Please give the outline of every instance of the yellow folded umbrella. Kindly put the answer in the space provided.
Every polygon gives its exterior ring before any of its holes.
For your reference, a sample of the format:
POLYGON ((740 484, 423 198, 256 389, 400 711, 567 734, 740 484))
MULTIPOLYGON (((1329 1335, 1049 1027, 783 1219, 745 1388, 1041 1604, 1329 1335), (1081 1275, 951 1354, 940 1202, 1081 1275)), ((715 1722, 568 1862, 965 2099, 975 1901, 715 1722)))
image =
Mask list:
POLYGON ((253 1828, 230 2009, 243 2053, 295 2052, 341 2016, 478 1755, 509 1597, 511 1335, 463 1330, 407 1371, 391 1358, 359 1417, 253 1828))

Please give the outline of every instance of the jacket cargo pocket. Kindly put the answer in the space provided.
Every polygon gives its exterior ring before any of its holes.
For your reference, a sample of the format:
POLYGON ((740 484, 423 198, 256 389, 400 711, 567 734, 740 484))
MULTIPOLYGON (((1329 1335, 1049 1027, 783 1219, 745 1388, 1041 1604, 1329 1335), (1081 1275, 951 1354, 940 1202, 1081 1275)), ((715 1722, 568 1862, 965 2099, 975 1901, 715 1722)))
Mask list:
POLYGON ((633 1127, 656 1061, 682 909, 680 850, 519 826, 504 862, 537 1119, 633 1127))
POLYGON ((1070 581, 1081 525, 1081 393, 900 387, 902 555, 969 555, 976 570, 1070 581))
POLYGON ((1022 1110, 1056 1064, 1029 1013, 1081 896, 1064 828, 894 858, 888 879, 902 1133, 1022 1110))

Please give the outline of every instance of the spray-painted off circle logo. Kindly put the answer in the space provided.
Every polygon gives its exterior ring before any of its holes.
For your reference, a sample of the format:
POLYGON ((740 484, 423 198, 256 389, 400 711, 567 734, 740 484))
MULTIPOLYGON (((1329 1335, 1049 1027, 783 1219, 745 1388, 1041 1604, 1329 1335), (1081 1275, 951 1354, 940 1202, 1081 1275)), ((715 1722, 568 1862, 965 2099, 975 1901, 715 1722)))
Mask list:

» **Problem**
Copy all lines of the records that have the string "answer" in them.

» **Reply to the task**
Please give the outline of every instance of the yellow folded umbrella. Kindly put the answer in the space provided.
Please give the outline of every instance of the jacket cargo pocket. Kindly put the answer in the space provided.
Please give the outline of every instance of the spray-painted off circle logo. Kindly put the answer in the space provided.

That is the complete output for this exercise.